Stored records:
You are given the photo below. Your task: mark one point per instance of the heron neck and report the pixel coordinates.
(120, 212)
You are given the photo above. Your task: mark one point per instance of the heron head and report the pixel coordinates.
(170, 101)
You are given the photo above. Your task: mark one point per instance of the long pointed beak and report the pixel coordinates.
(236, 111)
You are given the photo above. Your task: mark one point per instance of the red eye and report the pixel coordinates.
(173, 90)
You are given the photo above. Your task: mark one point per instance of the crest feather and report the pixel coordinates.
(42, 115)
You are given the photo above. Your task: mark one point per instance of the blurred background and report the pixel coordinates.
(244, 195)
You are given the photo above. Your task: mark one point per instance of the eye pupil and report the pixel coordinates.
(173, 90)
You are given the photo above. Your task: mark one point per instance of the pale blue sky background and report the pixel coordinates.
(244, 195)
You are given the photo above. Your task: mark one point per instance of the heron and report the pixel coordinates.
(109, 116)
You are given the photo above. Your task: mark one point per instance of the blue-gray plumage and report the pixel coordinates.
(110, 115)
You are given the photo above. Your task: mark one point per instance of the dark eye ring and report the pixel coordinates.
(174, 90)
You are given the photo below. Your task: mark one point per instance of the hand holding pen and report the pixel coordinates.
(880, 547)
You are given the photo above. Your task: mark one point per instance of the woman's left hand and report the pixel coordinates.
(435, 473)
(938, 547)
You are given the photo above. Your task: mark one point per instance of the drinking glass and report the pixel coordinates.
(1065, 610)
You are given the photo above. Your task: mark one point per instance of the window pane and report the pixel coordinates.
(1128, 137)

### What the task asks
Transcribe each of the records verbatim.

### Answer box
You are given the photo below. Your task: mark one point per instance of the heron neck and report the pixel coordinates.
(120, 212)
You are given the photo above. Your task: mark one point per instance of the heron head and report the pixel coordinates.
(170, 101)
You are given the photo above. Your task: mark one point per instance of the long pointed beak and report the pixel coordinates.
(236, 111)
You are given the photo above. Your task: mark one point per instance of the red eye and report the pixel coordinates.
(173, 90)
You are given the photo above. Your task: mark one point per instance of the crest feather and report the pixel coordinates.
(42, 115)
You are given the photo above. Your task: mark one point per instance of the blurred background and report the pixel coordinates.
(244, 195)
You are given the photo above. Your task: mark one point per instance of the eye pupil and report the pixel coordinates.
(173, 90)
You are given the photo above. Your task: mark one point per instance of the pale blue sky background and report the pixel coordinates.
(244, 195)
You are given the photo above. Your task: mark one point per instance of the heron and report the pixel coordinates.
(109, 116)
You are given the photo above. Your task: mark one point per instance of the blue-gray plumage and report the pixel coordinates.
(110, 115)
You are given the photo above. Your task: mark one point per instance of the dark eye ring and report the pixel coordinates.
(174, 90)
You are given the photo below. Your task: mark one point per instance of the hand holding pen and report the pixel coordinates.
(880, 547)
You are given the photo above. Your task: mark one point per instance of the woman's left hand and report the pixel coordinates.
(435, 473)
(938, 547)
You are given the photo above. Your task: mark one point per instance of the drinking glass and report the pixel coordinates.
(1065, 610)
You are given the photo above. Your task: mark one point per instance of the window pane and report the pixel coordinates.
(1128, 137)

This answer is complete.